(STATED TASK): Count the lines in the records below that contain the word "black". Give only the number.

(DATA SUPPLIED):
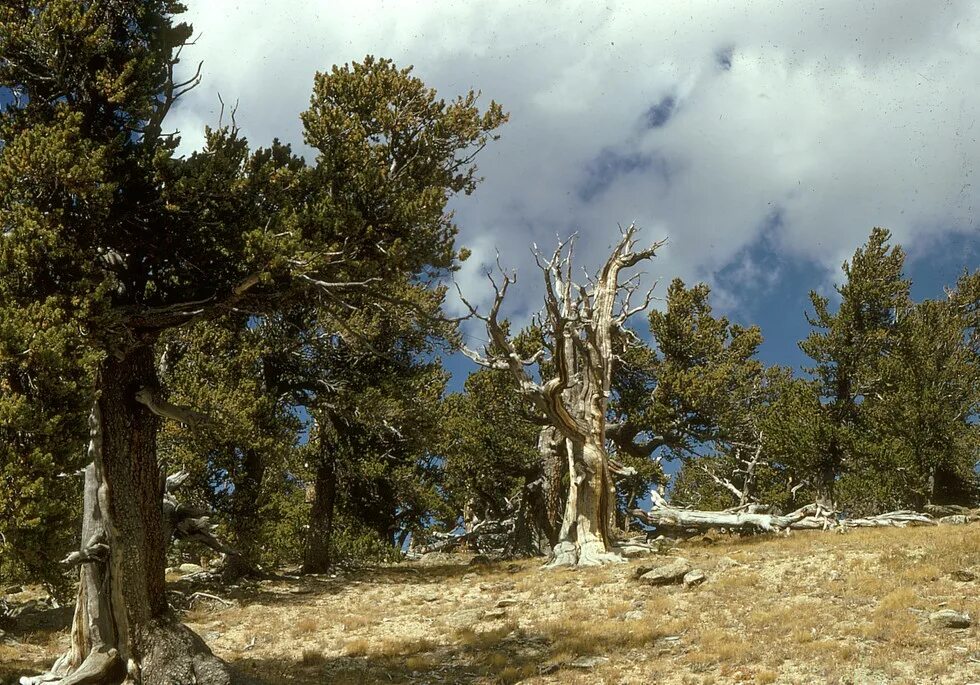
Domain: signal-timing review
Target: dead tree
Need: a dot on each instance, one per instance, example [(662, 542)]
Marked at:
[(583, 325)]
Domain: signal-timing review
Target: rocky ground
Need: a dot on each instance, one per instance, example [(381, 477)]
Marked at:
[(871, 606)]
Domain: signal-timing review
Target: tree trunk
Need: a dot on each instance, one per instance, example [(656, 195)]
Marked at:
[(551, 448), (316, 556), (585, 538), (123, 631)]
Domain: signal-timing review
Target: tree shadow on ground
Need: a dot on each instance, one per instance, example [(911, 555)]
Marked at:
[(290, 590), (509, 660)]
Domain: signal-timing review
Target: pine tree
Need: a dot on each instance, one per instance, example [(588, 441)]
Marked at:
[(848, 347), (109, 240)]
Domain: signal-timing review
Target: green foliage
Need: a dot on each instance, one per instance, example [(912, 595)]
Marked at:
[(108, 240), (848, 347), (490, 444)]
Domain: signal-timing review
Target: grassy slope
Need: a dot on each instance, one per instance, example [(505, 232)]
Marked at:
[(811, 608)]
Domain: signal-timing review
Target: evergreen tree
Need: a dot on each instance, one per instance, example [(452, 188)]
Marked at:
[(109, 240), (240, 461), (923, 422)]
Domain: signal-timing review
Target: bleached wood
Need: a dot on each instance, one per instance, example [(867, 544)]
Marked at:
[(583, 324)]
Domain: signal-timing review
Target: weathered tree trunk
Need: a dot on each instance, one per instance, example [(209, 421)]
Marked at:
[(582, 325), (317, 556), (244, 518), (586, 537), (674, 521), (551, 446), (123, 631)]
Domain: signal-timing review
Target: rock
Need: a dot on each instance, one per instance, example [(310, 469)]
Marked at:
[(948, 618), (726, 563), (955, 520), (588, 662), (464, 618), (669, 574), (694, 577), (439, 559)]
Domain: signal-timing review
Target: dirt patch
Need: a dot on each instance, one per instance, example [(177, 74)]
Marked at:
[(811, 608)]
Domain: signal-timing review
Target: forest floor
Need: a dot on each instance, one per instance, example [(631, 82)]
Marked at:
[(815, 607)]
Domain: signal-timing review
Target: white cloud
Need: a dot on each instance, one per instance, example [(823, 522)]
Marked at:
[(841, 117)]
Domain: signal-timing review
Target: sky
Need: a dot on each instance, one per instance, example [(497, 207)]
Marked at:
[(764, 139)]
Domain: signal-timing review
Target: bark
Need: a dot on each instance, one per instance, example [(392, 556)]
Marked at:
[(586, 538), (673, 521), (317, 556), (582, 323), (244, 518), (123, 631)]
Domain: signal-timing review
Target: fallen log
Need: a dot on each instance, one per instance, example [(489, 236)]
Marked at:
[(673, 520)]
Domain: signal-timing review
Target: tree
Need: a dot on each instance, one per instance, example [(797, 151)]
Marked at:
[(240, 461), (581, 325), (374, 396), (494, 465), (109, 240), (848, 347), (923, 420)]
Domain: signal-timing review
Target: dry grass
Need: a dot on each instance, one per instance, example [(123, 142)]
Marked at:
[(811, 608)]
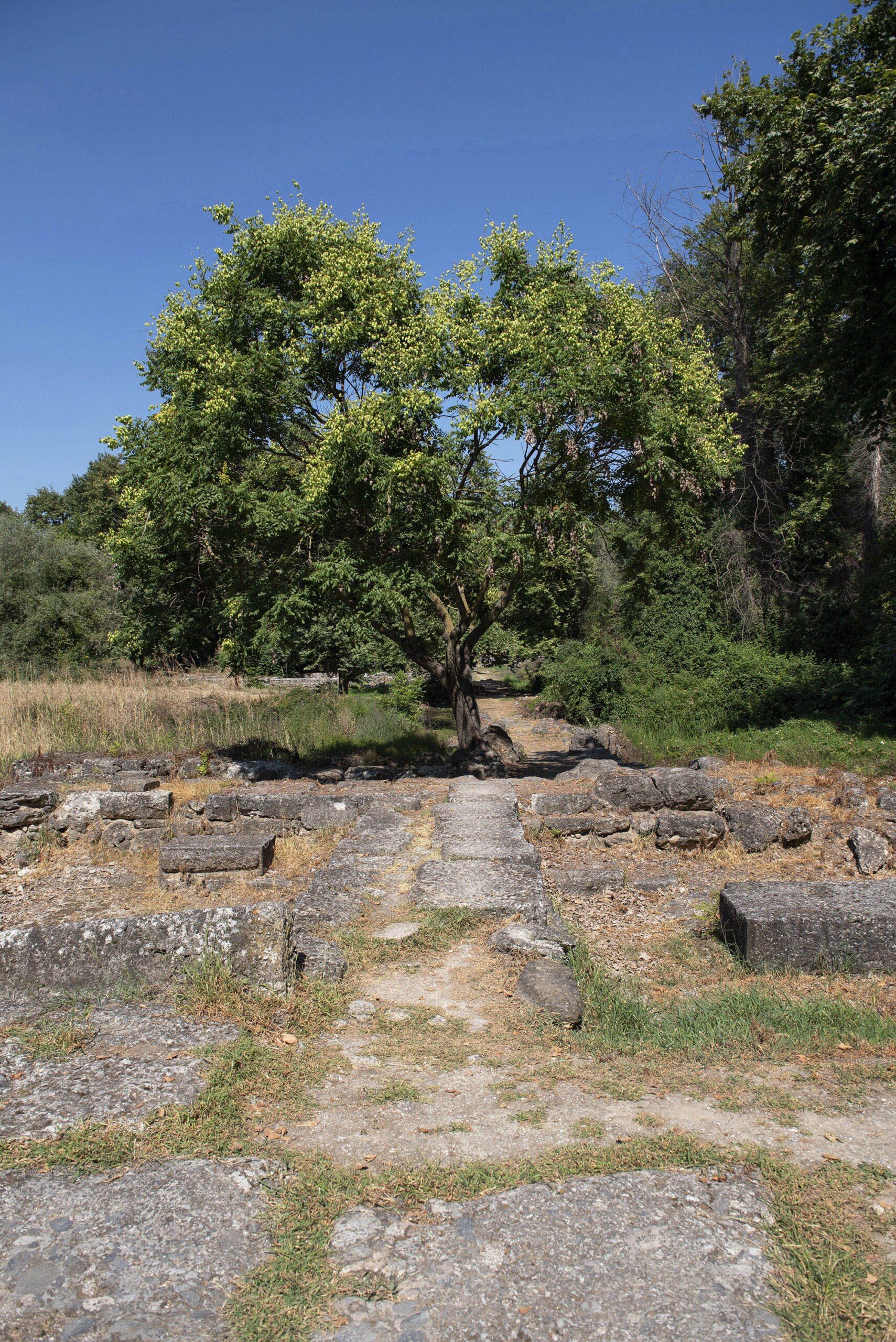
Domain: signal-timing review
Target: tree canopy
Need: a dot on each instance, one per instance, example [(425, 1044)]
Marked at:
[(399, 456)]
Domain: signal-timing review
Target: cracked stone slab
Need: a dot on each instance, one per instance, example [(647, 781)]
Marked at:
[(481, 885), (848, 924), (133, 1060), (102, 952), (143, 1254), (666, 1255)]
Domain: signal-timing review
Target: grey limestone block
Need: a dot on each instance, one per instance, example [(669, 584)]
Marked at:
[(596, 823), (688, 830), (587, 880), (135, 782), (527, 940), (561, 803), (136, 806), (149, 1254), (870, 850), (628, 789), (220, 808), (685, 789), (552, 988), (640, 1257), (754, 827), (796, 828), (323, 813), (100, 953), (847, 925), (202, 854), (481, 885), (26, 804)]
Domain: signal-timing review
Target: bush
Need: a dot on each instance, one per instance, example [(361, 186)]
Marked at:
[(590, 679), (57, 596), (405, 697)]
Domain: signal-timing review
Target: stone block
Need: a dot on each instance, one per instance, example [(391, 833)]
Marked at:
[(685, 789), (796, 828), (754, 827), (100, 953), (588, 880), (628, 789), (601, 823), (870, 850), (220, 808), (326, 813), (481, 885), (688, 830), (550, 987), (135, 782), (203, 854), (77, 813), (561, 803), (26, 804), (149, 1254), (138, 807), (847, 925)]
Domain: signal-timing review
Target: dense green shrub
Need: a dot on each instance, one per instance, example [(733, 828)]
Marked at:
[(737, 684), (590, 679), (57, 596)]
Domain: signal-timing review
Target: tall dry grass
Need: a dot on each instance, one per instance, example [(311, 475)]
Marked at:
[(135, 712), (121, 712)]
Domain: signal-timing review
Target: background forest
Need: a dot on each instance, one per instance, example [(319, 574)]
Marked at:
[(765, 602)]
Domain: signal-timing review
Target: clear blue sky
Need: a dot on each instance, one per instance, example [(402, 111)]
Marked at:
[(121, 120)]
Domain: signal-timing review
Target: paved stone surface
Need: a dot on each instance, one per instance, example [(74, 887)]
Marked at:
[(147, 1254), (133, 1059), (104, 952), (552, 988), (688, 828), (482, 885), (627, 1258), (136, 806), (841, 924), (870, 850), (215, 854)]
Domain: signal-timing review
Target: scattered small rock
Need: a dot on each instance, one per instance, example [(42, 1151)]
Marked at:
[(870, 850), (552, 988)]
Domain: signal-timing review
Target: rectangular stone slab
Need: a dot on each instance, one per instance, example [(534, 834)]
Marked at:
[(136, 806), (153, 949), (217, 852), (486, 886), (847, 925)]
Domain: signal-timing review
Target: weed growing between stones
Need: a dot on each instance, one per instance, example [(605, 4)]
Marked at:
[(828, 1269), (439, 930), (396, 1090), (755, 1022), (54, 1039)]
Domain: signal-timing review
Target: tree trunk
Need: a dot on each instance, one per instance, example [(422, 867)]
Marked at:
[(459, 685)]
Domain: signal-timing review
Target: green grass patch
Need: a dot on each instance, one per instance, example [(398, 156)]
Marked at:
[(828, 1267), (755, 1019), (393, 1091), (804, 742)]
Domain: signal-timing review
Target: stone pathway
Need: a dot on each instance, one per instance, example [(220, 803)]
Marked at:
[(141, 1255), (627, 1257), (435, 1062), (132, 1060)]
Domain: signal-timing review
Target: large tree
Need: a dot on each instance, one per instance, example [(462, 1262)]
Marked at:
[(408, 454)]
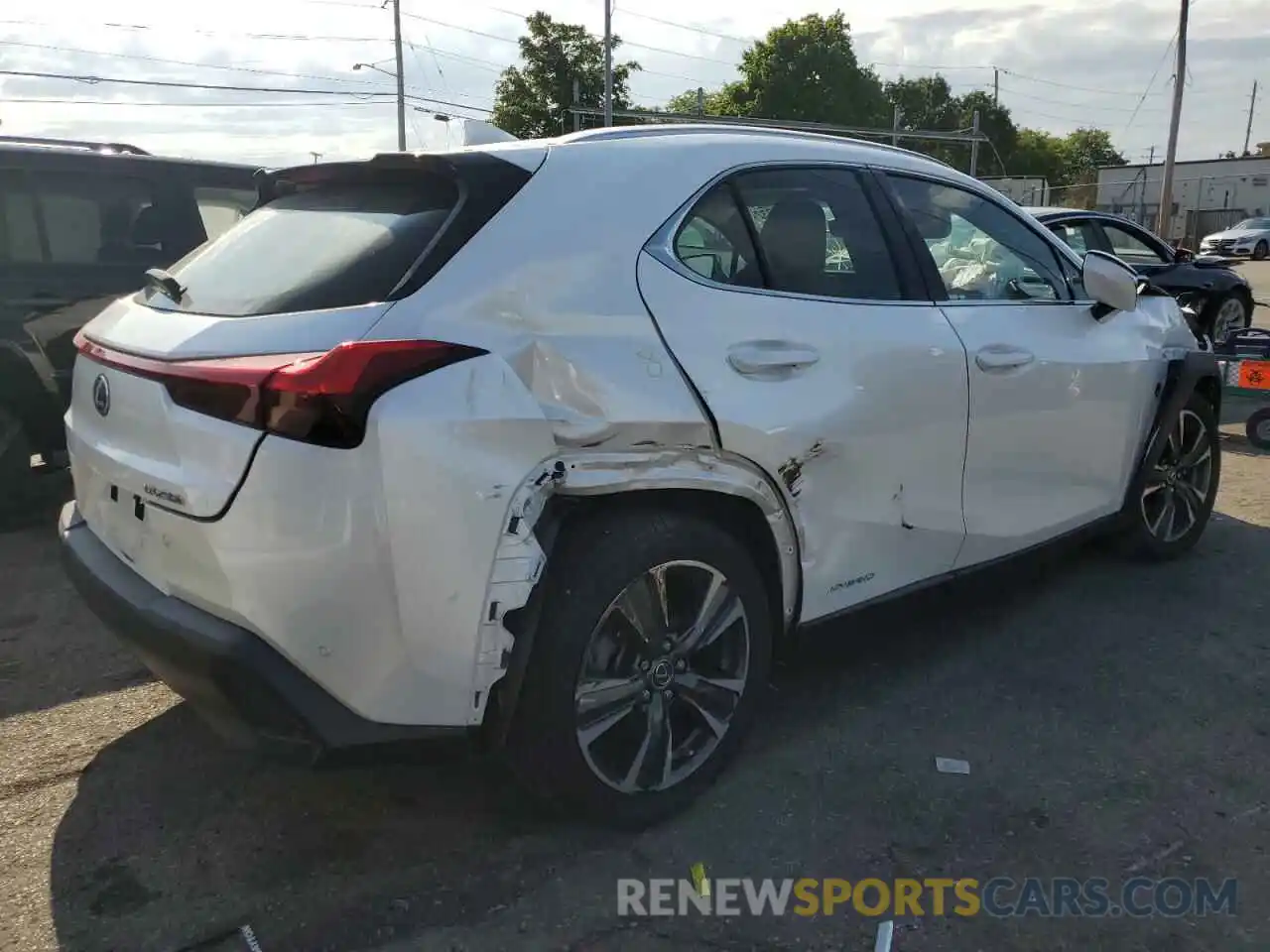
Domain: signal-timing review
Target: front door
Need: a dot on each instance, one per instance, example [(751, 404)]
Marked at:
[(1058, 400), (784, 298)]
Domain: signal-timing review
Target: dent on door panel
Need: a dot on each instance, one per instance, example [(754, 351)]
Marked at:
[(866, 440)]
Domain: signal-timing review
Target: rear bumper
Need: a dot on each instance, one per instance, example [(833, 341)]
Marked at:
[(249, 692)]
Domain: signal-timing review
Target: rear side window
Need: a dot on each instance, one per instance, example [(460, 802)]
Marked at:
[(19, 238), (818, 234), (99, 218), (350, 235)]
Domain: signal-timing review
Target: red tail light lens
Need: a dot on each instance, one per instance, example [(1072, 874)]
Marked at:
[(316, 398)]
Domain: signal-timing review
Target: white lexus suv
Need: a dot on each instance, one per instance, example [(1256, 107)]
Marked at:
[(557, 440)]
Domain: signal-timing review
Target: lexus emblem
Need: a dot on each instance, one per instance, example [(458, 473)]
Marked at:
[(102, 395)]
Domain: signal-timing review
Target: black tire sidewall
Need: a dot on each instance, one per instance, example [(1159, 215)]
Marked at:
[(594, 561), (1215, 308), (1139, 538)]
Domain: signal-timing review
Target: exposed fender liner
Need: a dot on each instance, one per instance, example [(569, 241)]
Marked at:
[(1182, 379), (515, 598)]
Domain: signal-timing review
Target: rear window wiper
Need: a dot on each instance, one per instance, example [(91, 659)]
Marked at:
[(162, 281)]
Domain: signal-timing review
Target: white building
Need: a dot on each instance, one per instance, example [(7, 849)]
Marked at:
[(1207, 194)]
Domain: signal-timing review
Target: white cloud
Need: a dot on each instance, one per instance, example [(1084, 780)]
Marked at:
[(1065, 63)]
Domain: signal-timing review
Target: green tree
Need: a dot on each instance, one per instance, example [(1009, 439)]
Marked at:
[(532, 99), (717, 102), (803, 70), (1038, 155), (1087, 150), (997, 125)]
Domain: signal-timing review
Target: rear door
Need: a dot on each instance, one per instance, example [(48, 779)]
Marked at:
[(781, 294), (1058, 400)]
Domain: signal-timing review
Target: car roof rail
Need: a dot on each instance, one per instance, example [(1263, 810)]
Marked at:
[(118, 148), (739, 128)]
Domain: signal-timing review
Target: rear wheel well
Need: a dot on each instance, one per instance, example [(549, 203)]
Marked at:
[(1210, 389), (735, 515), (738, 516)]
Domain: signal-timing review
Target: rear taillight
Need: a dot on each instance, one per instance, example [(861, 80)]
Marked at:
[(317, 398)]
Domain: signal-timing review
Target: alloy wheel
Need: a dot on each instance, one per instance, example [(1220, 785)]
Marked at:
[(662, 675), (1180, 483), (1230, 317)]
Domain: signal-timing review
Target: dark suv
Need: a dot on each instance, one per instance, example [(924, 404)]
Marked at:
[(80, 223)]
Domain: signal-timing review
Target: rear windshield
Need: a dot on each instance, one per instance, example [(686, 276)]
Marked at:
[(331, 245)]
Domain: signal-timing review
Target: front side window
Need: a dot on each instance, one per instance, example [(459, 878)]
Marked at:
[(1129, 248), (982, 252), (818, 234), (221, 208), (1078, 235)]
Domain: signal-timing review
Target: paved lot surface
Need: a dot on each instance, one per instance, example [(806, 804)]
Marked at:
[(1115, 717)]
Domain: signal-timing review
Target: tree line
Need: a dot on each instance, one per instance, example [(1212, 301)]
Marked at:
[(803, 70)]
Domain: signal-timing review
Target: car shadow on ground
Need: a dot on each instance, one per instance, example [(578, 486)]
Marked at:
[(53, 649), (173, 838)]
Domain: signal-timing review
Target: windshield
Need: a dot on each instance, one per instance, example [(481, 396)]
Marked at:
[(331, 245)]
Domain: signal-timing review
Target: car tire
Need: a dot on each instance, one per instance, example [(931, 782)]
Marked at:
[(1229, 313), (1257, 428), (1170, 515), (595, 762)]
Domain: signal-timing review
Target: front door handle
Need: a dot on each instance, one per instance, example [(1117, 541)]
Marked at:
[(1002, 357), (771, 358)]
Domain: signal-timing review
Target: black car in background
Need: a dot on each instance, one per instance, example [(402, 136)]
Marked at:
[(80, 223), (1220, 296)]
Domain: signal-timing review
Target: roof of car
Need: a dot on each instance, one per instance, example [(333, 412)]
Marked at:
[(717, 146), (1052, 211), (103, 151)]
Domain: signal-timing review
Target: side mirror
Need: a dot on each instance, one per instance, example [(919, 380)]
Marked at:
[(1110, 282)]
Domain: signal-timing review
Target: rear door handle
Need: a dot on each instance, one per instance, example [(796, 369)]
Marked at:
[(1002, 357), (771, 358)]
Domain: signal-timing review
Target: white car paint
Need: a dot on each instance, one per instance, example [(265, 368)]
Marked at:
[(1238, 240), (384, 571)]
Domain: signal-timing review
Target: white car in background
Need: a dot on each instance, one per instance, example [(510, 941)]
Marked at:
[(1250, 238), (557, 440)]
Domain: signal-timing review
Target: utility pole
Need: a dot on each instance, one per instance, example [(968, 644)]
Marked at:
[(608, 62), (1252, 105), (1164, 220), (1142, 194), (974, 144), (397, 42)]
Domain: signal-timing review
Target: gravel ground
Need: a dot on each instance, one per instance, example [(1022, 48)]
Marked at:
[(1114, 716)]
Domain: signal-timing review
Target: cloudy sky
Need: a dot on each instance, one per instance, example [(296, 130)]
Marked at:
[(1062, 63)]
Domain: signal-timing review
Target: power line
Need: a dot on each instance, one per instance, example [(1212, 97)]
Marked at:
[(140, 58), (9, 100), (285, 90), (1151, 81)]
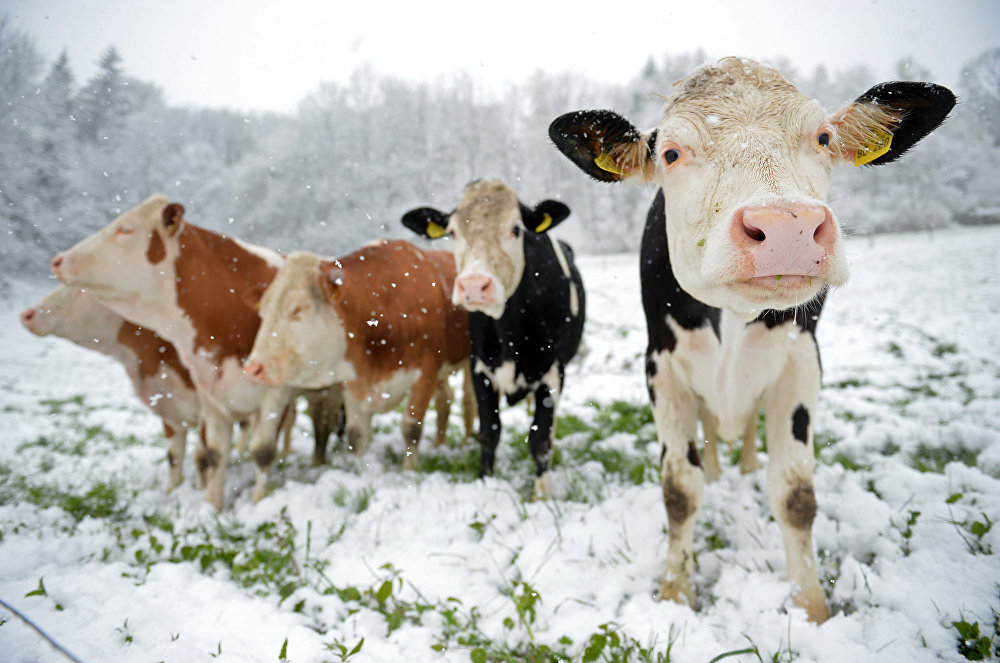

(EXERCISE RESULT): 2